>> Start

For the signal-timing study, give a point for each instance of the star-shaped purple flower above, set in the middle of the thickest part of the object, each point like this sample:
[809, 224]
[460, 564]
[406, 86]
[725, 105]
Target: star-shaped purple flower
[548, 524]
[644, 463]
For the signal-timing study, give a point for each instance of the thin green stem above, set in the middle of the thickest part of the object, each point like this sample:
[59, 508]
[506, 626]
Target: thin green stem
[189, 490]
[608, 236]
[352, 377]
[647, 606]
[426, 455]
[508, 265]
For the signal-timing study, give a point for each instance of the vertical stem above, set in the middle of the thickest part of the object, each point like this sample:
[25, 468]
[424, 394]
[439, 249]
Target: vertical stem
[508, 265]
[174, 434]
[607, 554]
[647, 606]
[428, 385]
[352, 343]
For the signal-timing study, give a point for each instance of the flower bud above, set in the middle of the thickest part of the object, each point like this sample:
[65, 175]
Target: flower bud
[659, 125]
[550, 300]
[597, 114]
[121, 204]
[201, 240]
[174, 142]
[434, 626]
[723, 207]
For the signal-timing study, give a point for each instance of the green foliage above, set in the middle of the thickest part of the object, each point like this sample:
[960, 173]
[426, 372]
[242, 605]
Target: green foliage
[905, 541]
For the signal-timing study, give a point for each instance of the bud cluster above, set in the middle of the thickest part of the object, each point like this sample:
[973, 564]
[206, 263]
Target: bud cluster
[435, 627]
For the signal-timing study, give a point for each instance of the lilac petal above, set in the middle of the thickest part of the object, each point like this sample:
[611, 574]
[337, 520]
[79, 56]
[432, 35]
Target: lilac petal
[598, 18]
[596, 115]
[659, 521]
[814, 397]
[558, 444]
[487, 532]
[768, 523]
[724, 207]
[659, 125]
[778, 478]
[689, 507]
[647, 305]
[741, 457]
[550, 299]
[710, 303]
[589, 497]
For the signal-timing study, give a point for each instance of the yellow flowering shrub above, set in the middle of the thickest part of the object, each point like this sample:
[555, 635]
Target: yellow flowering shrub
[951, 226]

>> End

Goal: Print out every record again, exactly and in full.

Result of this task:
For the signal-timing study, give a point for each instance of the star-shaped purple flower above, set in the middle of the thickest part of the object, each point like this sample:
[809, 224]
[460, 564]
[406, 86]
[725, 105]
Target: star-shaped purple flower
[548, 524]
[644, 463]
For the signal-timing study, give a point for each instance of the thin green stem above, set in the middle of the thickest part of the object, each point like this sample:
[59, 508]
[506, 626]
Target: thin green stem
[189, 490]
[608, 236]
[352, 377]
[647, 606]
[426, 455]
[508, 265]
For the signal-timing study, give a point for each instance of the vertical stem above, set in the middle of the thickest part of the object, each point like this sample:
[25, 468]
[424, 394]
[439, 249]
Target: vertical stem
[508, 265]
[174, 434]
[607, 554]
[647, 606]
[428, 385]
[352, 343]
For the signal-timing study, give a point for each instance of the flower bud above, set in the middle of the thickest part of the object, each point like this sample:
[65, 175]
Target: flower bud
[659, 125]
[550, 300]
[597, 114]
[121, 204]
[201, 240]
[174, 142]
[434, 626]
[723, 207]
For the signal-timing study, give a point for each instance of the green foliage above, set in the middle of the thickest part of the object, each point like this sample:
[960, 173]
[426, 372]
[242, 605]
Target: green foliage
[905, 541]
For the signal-timing study, give a point for each instance of the bud cluster above, set in the middle of the thickest part of the object, each point like this sample:
[973, 564]
[206, 263]
Target: bud cluster
[435, 627]
For the signal-timing study, give a point for each instance of the lilac petal above, set in the middle of the thickest part of the object, each point like this sample:
[611, 574]
[337, 520]
[79, 56]
[432, 35]
Target: lilac petal
[598, 18]
[596, 115]
[659, 521]
[814, 397]
[558, 444]
[487, 532]
[768, 523]
[724, 207]
[659, 125]
[778, 478]
[689, 507]
[647, 305]
[741, 457]
[550, 299]
[710, 303]
[589, 497]
For the signal-timing study, give a point for each instance of the yellow flowering shrub above, set in the middle of the thickest part of the object, each point like this sample:
[555, 635]
Target: yellow flowering shrub
[951, 226]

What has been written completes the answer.